Saved data entries
========

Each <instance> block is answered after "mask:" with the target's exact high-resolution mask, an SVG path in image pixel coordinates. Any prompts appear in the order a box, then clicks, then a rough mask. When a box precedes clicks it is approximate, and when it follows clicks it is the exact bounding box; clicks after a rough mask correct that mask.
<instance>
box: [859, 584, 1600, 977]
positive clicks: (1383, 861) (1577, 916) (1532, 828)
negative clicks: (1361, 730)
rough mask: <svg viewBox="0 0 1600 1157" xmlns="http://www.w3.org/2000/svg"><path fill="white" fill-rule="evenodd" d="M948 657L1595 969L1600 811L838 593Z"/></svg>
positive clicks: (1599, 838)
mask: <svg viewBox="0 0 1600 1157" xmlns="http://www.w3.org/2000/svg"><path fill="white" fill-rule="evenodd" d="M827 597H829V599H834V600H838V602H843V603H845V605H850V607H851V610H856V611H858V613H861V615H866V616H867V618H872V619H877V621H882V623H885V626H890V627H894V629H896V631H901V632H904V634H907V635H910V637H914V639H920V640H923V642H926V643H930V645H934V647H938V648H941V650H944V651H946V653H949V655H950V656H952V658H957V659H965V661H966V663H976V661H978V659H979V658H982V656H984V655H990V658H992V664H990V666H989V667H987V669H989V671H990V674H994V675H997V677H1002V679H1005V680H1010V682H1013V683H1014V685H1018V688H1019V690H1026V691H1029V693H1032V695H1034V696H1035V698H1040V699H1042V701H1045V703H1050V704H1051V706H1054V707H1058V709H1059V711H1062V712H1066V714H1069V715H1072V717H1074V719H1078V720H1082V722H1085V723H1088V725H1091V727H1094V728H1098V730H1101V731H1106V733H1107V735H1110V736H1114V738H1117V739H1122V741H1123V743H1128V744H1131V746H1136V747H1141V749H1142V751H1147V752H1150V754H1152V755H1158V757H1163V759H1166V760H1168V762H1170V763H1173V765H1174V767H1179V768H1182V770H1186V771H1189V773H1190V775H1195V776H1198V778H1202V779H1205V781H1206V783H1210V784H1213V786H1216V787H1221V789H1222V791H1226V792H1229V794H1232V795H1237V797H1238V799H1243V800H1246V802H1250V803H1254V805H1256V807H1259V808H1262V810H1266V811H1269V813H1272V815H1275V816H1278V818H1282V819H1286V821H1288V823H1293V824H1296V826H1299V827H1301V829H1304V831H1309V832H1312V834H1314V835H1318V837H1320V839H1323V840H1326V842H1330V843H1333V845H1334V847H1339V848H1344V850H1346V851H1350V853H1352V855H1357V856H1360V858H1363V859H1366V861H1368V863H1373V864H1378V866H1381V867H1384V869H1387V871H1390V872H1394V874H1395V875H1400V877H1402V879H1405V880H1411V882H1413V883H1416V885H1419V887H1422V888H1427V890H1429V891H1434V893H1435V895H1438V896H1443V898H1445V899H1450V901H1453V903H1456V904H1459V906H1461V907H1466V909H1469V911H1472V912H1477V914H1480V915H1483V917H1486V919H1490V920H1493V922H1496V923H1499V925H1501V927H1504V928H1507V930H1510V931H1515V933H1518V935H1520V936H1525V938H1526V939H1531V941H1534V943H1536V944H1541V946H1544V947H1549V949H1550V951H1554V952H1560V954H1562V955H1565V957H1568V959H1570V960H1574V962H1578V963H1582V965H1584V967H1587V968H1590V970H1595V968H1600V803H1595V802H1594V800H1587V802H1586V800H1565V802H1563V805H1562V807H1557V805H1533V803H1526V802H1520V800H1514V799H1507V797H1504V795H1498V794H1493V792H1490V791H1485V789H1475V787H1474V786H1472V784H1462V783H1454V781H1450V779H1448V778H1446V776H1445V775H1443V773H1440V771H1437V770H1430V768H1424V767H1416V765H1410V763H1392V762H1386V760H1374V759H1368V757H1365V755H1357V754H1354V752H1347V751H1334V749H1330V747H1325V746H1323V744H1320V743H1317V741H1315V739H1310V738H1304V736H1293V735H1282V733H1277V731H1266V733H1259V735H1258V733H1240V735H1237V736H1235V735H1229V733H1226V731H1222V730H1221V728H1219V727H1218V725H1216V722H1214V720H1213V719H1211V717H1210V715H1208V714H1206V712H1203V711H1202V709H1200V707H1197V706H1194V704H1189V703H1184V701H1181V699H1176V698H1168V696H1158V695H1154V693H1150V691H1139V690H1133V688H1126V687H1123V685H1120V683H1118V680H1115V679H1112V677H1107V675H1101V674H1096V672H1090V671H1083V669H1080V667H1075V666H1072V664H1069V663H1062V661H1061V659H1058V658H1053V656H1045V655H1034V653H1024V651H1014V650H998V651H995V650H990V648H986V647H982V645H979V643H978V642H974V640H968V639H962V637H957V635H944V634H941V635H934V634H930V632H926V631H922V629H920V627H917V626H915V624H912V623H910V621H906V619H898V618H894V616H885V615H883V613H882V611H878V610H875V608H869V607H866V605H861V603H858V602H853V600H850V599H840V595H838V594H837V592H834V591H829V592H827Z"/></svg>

========

EXERCISE INSTRUCTIONS - If the word "instance" appears in a line above, copy that line.

ANSWER BOX -
Each <instance> block is answered after "mask:" with the target's exact high-resolution mask, an SVG path in image pixel coordinates. Any prompts appear in the order a box, then clicks, then a rough mask. When a box precedes clicks it is approximate, and when it follows clicks it is the exact bounding box; clicks after a rough mask correct that mask.
<instance>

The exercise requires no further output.